> **The problem**: Summarize the passage on moral foundations and political orientation in three sentences.

What evidence supports this claim?
van Leeuwen & Park (2009) found evidence for this claim with a sample of Dutch students both when political affinity was tested using an explicit question and when it was tested using an implicit measure. And Graham, Haidt, & Nosek (2009) found comparable results with a sample from the USA.
On the basis of a careful meta-analysis of evidence, Kivikangas et al. (2021) conclude that, with some important exceptions noted below,
‘care and fairness are generally negatively, and loyalty, authority, and sanctity, generally positively related to conservative political orientation’ (p. 77).
Further, this result appears broadly robust across different ways of analysing data and different forms of the questionnaire used (Kivikangas et al., 2021, p. 83).
Objection from Cultural Differences
In New Zealand, Davies, Sibley, & Liu (2014, p. 434) found that ‘[a]lthough Harm/care and Fairness/reciprocity showed significant negative correlations with conservatism, these relationships were weak, indicating that these foundations are not related to ideology. [...] the individualizing foundation results are surprising, and different to those found by Graham et al. (2011).’
Davis et al. (2016, p. e29) found evidence from two independent samples that
‘the binding moral foundations would show a weaker relationship with political conservatism in Black people than in White people.’
They conclude that
‘some of the current items may conflate moral foundations with other constructs such as religiosity or racial identity’ (Davis et al., 2016, p. e29).

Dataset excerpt
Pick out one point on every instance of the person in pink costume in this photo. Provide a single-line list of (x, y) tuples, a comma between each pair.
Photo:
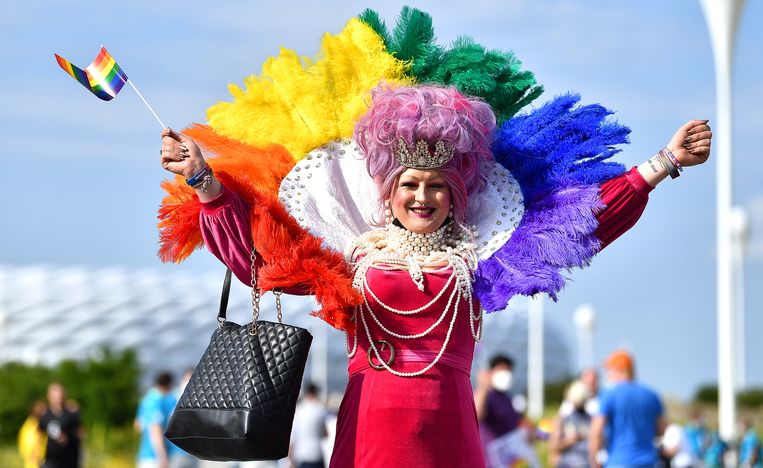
[(409, 400)]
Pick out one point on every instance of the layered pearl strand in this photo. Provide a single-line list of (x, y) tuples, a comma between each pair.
[(394, 248)]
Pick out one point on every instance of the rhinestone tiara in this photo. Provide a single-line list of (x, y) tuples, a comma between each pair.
[(418, 155)]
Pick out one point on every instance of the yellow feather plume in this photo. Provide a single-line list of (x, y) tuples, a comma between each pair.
[(301, 103)]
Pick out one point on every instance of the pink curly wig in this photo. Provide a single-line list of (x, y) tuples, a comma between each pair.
[(428, 113)]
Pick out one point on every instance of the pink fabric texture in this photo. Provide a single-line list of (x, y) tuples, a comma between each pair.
[(428, 420), (624, 198), (423, 421)]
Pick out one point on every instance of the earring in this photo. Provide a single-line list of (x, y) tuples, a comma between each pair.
[(387, 212)]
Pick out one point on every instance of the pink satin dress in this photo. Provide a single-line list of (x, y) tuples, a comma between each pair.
[(423, 421)]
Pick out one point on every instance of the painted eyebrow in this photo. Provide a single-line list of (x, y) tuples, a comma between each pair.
[(434, 180)]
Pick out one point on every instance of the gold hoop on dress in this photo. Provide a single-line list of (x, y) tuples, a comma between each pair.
[(380, 344)]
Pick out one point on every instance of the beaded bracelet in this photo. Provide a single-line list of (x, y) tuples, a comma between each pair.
[(673, 159), (668, 165), (196, 178)]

> **Written answer**: Studies with Dutch and US samples, along with a meta-analysis by Kivikangas et al. (2021), indicate that care and fairness are generally negatively related, and loyalty, authority, and sanctity generally positively related, to conservative political orientation, a result that appears broadly robust across ways of analyzing data and forms of the questionnaire. Raising an objection from cultural differences, a New Zealand study found that Harm/care and Fairness/reciprocity had only weak negative correlations with conservatism. Davis et al. (2016) found evidence that the binding moral foundations show a weaker relationship with political conservatism in Black people than in White people, and they concluded that some items may conflate moral foundations with other constructs such as religiosity or racial identity.